Exercise: The entries below contain pictures. Retype everything except those pictures, exactly as given.

(Annotation dataset entries)
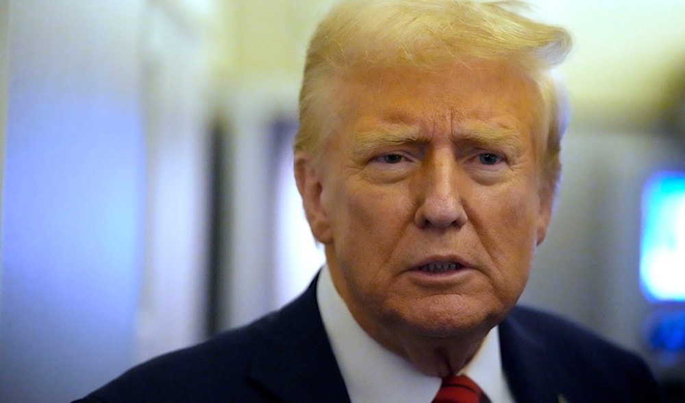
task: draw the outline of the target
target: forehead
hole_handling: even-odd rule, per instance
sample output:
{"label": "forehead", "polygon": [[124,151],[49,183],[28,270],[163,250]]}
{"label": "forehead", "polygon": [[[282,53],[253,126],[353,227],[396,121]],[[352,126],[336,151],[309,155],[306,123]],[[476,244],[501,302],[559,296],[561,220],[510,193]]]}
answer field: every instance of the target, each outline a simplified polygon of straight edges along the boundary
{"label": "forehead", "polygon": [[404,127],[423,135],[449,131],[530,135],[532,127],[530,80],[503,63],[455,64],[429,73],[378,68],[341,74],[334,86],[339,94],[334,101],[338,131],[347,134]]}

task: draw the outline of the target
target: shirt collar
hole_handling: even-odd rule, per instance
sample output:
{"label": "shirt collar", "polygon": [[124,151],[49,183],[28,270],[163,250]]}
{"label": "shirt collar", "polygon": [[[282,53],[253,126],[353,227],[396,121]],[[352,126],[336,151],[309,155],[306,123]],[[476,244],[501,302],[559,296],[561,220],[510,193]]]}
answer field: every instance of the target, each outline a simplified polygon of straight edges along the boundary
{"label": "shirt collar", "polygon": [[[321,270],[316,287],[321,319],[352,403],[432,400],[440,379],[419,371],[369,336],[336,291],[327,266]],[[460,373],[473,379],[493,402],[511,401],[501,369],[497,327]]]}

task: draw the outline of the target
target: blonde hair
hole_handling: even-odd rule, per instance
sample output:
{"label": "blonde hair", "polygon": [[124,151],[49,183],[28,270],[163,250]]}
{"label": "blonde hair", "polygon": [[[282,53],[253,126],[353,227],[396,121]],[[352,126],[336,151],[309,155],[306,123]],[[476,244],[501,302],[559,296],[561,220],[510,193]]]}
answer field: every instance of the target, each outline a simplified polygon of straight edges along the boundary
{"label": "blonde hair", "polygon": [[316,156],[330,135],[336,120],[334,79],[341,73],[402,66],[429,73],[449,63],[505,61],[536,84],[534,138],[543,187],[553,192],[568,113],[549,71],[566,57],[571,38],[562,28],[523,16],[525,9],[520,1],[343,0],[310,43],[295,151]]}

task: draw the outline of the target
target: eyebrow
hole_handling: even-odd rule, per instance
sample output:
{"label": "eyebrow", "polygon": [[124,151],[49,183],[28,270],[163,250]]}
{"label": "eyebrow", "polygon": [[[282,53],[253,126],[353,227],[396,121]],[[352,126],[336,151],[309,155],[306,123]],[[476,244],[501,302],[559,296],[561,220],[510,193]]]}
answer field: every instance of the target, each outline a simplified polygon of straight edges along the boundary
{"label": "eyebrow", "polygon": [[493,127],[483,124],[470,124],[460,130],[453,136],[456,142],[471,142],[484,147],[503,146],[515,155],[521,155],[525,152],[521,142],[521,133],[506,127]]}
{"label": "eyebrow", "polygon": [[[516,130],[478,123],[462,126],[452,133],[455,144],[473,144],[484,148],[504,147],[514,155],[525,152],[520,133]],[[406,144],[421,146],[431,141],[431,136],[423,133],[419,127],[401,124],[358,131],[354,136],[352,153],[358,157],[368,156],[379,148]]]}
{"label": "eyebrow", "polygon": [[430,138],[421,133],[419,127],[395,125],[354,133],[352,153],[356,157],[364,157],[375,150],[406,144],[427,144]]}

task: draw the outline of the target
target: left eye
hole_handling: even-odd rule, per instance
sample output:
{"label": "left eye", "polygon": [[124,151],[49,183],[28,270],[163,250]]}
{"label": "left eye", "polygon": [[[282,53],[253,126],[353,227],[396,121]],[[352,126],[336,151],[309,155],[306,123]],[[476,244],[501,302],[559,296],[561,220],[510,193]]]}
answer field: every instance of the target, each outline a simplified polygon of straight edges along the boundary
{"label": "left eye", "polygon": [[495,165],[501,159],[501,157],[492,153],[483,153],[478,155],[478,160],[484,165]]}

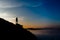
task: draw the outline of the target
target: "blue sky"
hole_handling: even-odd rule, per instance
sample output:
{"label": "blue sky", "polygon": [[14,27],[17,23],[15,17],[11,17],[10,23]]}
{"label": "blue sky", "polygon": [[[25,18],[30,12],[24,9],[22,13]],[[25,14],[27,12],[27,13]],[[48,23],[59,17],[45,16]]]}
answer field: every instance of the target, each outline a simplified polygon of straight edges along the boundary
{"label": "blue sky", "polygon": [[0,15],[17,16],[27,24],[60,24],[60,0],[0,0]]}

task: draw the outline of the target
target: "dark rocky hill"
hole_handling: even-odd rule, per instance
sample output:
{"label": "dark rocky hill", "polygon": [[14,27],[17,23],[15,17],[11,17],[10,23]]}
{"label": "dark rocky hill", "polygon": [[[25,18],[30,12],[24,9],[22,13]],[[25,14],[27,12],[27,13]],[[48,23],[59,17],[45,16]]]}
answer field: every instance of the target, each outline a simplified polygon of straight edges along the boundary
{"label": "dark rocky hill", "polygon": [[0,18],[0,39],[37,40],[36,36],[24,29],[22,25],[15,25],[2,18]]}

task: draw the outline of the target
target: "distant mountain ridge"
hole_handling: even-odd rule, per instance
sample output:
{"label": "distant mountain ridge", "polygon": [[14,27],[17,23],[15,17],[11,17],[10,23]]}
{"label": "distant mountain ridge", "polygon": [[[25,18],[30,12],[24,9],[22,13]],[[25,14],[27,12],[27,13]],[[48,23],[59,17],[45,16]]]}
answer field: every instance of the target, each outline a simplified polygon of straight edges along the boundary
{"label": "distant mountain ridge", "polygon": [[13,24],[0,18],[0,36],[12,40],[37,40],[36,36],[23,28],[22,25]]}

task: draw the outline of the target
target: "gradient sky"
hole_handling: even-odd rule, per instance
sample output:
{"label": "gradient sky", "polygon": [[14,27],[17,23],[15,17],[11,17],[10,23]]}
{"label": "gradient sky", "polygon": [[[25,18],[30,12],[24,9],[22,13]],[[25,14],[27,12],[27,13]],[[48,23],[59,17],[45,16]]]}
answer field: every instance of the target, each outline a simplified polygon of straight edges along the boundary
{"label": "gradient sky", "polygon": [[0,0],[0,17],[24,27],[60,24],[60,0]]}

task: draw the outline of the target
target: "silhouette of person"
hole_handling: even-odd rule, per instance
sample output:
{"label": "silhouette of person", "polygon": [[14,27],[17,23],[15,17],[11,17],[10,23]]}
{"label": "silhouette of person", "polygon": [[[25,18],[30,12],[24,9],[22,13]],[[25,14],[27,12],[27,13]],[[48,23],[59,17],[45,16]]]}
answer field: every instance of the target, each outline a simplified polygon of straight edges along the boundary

Task result:
task: draw the outline of the target
target: forehead
hole_handling: even-odd rule, per instance
sample output:
{"label": "forehead", "polygon": [[124,151],[49,183],[28,270],[163,250]]}
{"label": "forehead", "polygon": [[[282,53],[253,126],[353,227],[396,121]],[[352,126],[336,151],[309,155],[306,123]],[[476,244],[501,302],[559,296],[561,220],[510,193]]]}
answer field: every instance of the target, each outline a simplified polygon of straight edges along the boundary
{"label": "forehead", "polygon": [[404,127],[423,135],[449,131],[530,135],[532,127],[530,80],[503,63],[455,64],[429,73],[378,68],[341,74],[334,86],[339,94],[334,101],[338,131],[347,134]]}

task: draw the outline of the target
target: shirt collar
hole_handling: even-odd rule, per instance
sample output:
{"label": "shirt collar", "polygon": [[124,151],[49,183],[28,270],[163,250]]}
{"label": "shirt collar", "polygon": [[[282,53],[253,126],[353,227],[396,121]],[[352,126],[336,151],[309,155],[306,123]],[[476,244],[501,302],[559,296],[561,220],[510,193]]]}
answer field: every instance of the target, each outline a simplified polygon of straight edges along the boundary
{"label": "shirt collar", "polygon": [[[321,270],[316,287],[321,319],[352,403],[432,400],[440,379],[419,371],[369,336],[336,291],[327,266]],[[460,373],[473,379],[493,402],[511,401],[501,369],[497,327]]]}

task: draw the outline of the target
target: blonde hair
hole_handling: even-odd rule, per instance
sample output:
{"label": "blonde hair", "polygon": [[124,151],[49,183],[28,270],[163,250]]}
{"label": "blonde hair", "polygon": [[[282,53],[253,126],[353,227],[396,121]],[[352,126],[336,151],[309,155],[306,123]],[[476,244],[501,302],[559,296],[561,220],[510,193]]]}
answer field: every instance of the target, each outline a simplified polygon of straight edges along the boundary
{"label": "blonde hair", "polygon": [[316,156],[330,135],[336,120],[334,79],[341,73],[402,66],[429,73],[449,63],[505,61],[536,84],[534,138],[543,187],[553,192],[568,113],[549,71],[566,57],[571,38],[562,28],[523,16],[525,9],[520,1],[343,0],[310,43],[295,151]]}

task: draw the outline of the target
target: eyebrow
hole_handling: even-odd rule, per instance
sample output:
{"label": "eyebrow", "polygon": [[124,151],[49,183],[28,270],[163,250]]}
{"label": "eyebrow", "polygon": [[[282,53],[253,126],[353,227],[396,121]],[[352,126],[336,151],[309,155],[306,123]],[[476,244],[501,302],[559,296],[561,220],[510,193]]]}
answer field: every instance of the target, each outline a simplified polygon of straight edges along the boundary
{"label": "eyebrow", "polygon": [[493,127],[483,124],[470,124],[460,130],[453,136],[456,142],[471,142],[484,147],[503,146],[515,155],[521,155],[525,152],[521,142],[521,133],[506,127]]}
{"label": "eyebrow", "polygon": [[[516,130],[478,123],[462,126],[452,133],[455,144],[473,144],[484,148],[504,147],[514,155],[525,152],[520,133]],[[406,144],[421,146],[431,141],[431,136],[423,133],[419,127],[401,124],[358,131],[354,136],[352,153],[358,157],[368,156],[379,148]]]}
{"label": "eyebrow", "polygon": [[430,138],[421,133],[419,127],[395,125],[354,133],[352,153],[356,157],[364,157],[375,150],[406,144],[427,144]]}

task: draw the outline of the target
target: left eye
hole_handling: even-odd rule, per instance
sample output:
{"label": "left eye", "polygon": [[124,151],[49,183],[28,270],[163,250]]}
{"label": "left eye", "polygon": [[[282,53],[253,126],[353,227],[396,121]],[[352,126],[336,151],[309,155],[306,123]],[[476,244],[501,302],[559,296],[561,220],[510,193]]]}
answer field: every instance of the target, each outline a simplified polygon of straight edges along the boundary
{"label": "left eye", "polygon": [[495,165],[501,159],[501,157],[492,153],[483,153],[478,155],[478,160],[484,165]]}

task: draw the outline of the target
target: "blue sky"
hole_handling: even-odd rule, per instance
sample output:
{"label": "blue sky", "polygon": [[14,27],[17,23],[15,17],[11,17],[10,23]]}
{"label": "blue sky", "polygon": [[[25,18],[30,12],[24,9],[22,13]],[[25,14],[27,12],[27,13]],[[48,23],[59,17],[45,16]]]}
answer field: every instance of the target, each outline a simplified polygon of straight edges along the boundary
{"label": "blue sky", "polygon": [[0,15],[17,16],[27,24],[60,24],[60,0],[0,0]]}

task: draw the outline of the target
target: "dark rocky hill"
hole_handling: even-odd rule, per instance
sample output:
{"label": "dark rocky hill", "polygon": [[14,27],[17,23],[15,17],[11,17],[10,23]]}
{"label": "dark rocky hill", "polygon": [[[25,18],[30,12],[24,9],[22,13]],[[25,14],[27,12],[27,13]],[[48,23],[59,17],[45,16]]]}
answer field: every instance of the target, each outline a simplified polygon of straight edges along the boundary
{"label": "dark rocky hill", "polygon": [[0,18],[0,39],[37,40],[36,36],[24,29],[22,25],[15,25],[2,18]]}

task: draw the outline of the target
target: "distant mountain ridge"
hole_handling: even-odd rule, per instance
sample output:
{"label": "distant mountain ridge", "polygon": [[14,27],[17,23],[15,17],[11,17],[10,23]]}
{"label": "distant mountain ridge", "polygon": [[[25,18],[30,12],[24,9],[22,13]],[[25,14],[27,12],[27,13]],[[48,23],[59,17],[45,16]]]}
answer field: every instance of the target, each outline a simplified polygon of straight edges along the boundary
{"label": "distant mountain ridge", "polygon": [[13,24],[0,18],[0,36],[12,40],[37,40],[36,36],[23,28],[22,25]]}

task: draw the outline of the target
target: "gradient sky"
hole_handling: even-odd rule, per instance
sample output:
{"label": "gradient sky", "polygon": [[14,27],[17,23],[15,17],[11,17],[10,23]]}
{"label": "gradient sky", "polygon": [[[25,18],[30,12],[24,9],[22,13]],[[25,14],[27,12],[27,13]],[[48,23],[59,17],[45,16]]]}
answer field: every instance of the target, each outline a simplified polygon of straight edges along the boundary
{"label": "gradient sky", "polygon": [[0,0],[0,17],[24,27],[60,24],[60,0]]}

task: draw the outline of the target
target: "silhouette of person"
hole_handling: even-odd rule, per instance
sample output:
{"label": "silhouette of person", "polygon": [[14,27],[17,23],[15,17],[11,17],[10,23]]}
{"label": "silhouette of person", "polygon": [[[25,18],[30,12],[24,9],[22,13]],[[25,14],[27,12],[27,13]],[[48,23],[59,17],[45,16]]]}
answer field: every instance of the target, each outline a simplified polygon of straight edges along the boundary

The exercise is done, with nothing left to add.